- PROBLEM DETAILS
Turn the part of the listing from the line containing "Where can the green flower" through its last line into a Markdown table with two columns, Row and Listing line. Number each row and skip any blank lines.

- DATA ENTRIES

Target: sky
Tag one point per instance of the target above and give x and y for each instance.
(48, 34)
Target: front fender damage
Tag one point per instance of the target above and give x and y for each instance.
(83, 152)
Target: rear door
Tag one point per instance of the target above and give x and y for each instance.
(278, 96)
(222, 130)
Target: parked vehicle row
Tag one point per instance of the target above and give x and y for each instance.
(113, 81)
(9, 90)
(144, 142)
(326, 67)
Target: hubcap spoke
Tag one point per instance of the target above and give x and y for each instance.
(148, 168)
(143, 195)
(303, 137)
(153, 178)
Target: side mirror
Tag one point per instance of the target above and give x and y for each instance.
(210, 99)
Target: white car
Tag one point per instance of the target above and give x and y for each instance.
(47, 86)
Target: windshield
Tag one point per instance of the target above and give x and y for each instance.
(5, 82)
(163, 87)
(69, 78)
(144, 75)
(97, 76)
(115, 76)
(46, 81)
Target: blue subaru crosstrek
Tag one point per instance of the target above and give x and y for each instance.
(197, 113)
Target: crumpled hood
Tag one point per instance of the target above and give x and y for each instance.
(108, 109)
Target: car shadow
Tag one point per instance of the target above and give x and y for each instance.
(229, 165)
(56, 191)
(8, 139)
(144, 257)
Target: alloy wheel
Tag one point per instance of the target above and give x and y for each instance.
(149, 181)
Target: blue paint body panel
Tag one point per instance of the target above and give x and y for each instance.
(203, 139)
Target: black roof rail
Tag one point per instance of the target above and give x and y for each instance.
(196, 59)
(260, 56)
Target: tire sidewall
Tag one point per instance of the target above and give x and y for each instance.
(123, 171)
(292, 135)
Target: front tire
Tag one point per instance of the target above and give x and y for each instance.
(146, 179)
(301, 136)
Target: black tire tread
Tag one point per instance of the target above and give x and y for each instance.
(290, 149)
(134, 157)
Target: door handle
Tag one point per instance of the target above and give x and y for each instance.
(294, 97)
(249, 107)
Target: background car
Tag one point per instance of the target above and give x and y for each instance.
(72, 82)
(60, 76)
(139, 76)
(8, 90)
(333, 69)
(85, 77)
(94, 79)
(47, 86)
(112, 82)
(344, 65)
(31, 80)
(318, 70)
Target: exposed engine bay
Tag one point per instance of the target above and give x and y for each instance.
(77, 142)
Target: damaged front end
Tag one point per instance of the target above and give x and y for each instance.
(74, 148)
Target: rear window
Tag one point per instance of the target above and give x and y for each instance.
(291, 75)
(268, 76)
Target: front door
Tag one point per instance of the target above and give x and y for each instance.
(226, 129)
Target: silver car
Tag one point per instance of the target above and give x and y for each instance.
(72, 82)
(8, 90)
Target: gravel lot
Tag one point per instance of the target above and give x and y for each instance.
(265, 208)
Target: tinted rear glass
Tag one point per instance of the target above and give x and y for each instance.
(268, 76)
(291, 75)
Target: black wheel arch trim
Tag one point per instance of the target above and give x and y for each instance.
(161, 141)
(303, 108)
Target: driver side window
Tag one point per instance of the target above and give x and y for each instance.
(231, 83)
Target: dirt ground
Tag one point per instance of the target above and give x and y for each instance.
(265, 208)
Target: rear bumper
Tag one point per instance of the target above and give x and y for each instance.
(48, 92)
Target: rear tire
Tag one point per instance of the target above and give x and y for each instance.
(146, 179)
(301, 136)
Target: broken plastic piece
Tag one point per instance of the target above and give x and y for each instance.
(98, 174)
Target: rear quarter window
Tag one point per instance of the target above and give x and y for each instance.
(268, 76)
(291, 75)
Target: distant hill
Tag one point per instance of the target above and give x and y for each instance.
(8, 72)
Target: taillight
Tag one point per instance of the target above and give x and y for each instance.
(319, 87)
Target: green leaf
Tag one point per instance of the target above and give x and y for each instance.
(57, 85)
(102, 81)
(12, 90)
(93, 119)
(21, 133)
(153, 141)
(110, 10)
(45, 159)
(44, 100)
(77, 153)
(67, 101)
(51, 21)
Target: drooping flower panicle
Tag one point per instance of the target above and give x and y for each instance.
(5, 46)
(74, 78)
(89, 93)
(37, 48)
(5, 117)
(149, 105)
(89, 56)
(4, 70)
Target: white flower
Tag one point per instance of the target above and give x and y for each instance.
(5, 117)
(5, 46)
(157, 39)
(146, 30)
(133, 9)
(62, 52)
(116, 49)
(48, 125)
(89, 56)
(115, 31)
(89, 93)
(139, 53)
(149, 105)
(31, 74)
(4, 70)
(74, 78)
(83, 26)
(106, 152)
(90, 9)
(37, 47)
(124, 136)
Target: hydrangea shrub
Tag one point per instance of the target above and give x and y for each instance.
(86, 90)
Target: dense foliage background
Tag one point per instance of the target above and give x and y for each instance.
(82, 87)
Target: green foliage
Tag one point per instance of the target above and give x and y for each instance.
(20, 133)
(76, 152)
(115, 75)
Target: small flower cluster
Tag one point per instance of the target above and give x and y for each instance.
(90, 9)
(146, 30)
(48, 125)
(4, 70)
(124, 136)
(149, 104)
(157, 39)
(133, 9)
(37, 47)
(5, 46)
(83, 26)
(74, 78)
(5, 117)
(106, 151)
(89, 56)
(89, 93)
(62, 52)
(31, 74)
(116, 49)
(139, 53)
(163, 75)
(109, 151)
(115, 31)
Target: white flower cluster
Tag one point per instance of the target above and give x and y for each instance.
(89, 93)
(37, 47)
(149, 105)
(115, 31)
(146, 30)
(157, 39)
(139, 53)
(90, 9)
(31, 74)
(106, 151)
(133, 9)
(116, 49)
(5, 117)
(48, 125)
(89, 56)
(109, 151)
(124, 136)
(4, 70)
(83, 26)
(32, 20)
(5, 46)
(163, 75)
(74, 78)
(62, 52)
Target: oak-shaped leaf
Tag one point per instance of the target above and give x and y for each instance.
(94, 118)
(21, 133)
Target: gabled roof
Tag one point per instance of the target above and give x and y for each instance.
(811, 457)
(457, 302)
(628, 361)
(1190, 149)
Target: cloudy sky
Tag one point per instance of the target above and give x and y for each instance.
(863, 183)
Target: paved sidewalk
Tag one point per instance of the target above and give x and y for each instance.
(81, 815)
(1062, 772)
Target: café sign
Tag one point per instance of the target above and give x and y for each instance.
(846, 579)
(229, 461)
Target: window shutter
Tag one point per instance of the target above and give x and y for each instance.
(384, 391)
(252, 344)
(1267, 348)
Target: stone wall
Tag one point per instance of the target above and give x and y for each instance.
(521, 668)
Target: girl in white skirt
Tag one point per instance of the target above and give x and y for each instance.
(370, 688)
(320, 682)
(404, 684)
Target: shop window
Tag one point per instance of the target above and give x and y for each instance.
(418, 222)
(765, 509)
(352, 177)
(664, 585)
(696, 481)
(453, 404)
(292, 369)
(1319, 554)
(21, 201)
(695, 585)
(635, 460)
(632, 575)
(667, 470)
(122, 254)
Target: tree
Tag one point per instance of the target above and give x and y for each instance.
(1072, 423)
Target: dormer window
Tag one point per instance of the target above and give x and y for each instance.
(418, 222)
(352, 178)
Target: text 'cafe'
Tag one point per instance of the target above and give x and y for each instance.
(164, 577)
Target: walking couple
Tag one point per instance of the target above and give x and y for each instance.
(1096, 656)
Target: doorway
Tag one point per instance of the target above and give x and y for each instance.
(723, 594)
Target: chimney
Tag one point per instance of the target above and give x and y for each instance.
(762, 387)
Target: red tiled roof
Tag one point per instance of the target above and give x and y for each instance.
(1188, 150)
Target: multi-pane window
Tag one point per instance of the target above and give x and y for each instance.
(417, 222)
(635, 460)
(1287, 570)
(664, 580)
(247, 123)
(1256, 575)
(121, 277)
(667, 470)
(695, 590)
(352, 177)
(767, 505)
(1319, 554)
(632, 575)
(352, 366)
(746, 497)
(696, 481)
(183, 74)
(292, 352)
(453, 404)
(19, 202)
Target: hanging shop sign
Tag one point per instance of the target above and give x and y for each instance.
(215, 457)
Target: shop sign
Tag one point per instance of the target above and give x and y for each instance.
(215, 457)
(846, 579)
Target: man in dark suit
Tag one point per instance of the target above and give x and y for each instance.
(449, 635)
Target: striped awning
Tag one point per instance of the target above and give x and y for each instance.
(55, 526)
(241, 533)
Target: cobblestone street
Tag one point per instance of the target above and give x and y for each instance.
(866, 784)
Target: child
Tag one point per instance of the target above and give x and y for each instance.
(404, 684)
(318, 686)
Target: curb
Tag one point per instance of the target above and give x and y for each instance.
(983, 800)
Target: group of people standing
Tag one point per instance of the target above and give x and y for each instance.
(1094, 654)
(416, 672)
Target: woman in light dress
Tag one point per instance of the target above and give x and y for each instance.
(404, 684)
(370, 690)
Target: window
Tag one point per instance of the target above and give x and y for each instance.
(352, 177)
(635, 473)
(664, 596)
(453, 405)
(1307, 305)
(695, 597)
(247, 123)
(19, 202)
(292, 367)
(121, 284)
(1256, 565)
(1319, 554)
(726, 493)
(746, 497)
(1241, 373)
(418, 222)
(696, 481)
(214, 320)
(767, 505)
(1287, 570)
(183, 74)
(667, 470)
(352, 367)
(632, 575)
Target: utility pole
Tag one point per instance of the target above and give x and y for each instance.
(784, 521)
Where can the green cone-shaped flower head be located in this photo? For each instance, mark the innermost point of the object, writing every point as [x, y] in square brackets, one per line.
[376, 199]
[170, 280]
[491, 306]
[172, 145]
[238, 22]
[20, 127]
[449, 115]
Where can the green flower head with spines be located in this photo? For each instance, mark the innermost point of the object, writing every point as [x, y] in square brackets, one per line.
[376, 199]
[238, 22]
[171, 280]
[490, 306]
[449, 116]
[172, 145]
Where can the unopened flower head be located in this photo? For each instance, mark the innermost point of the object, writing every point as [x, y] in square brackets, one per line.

- CORRECT RESPONSE
| Row | Listing line |
|---|---|
| 1 | Where can the green flower head with spines be located in this photo? For each instance, mark the innermost point of the object, writing every point as [x, y] in square brackets, one per line. |
| 2 | [376, 199] |
| 3 | [238, 22] |
| 4 | [171, 280] |
| 5 | [490, 306] |
| 6 | [449, 116] |
| 7 | [172, 145] |
| 8 | Where can the unopened flower head be located in this photo? For each instance, mark the innermost point of the object, writing every point as [x, y] in square brackets, one per line. |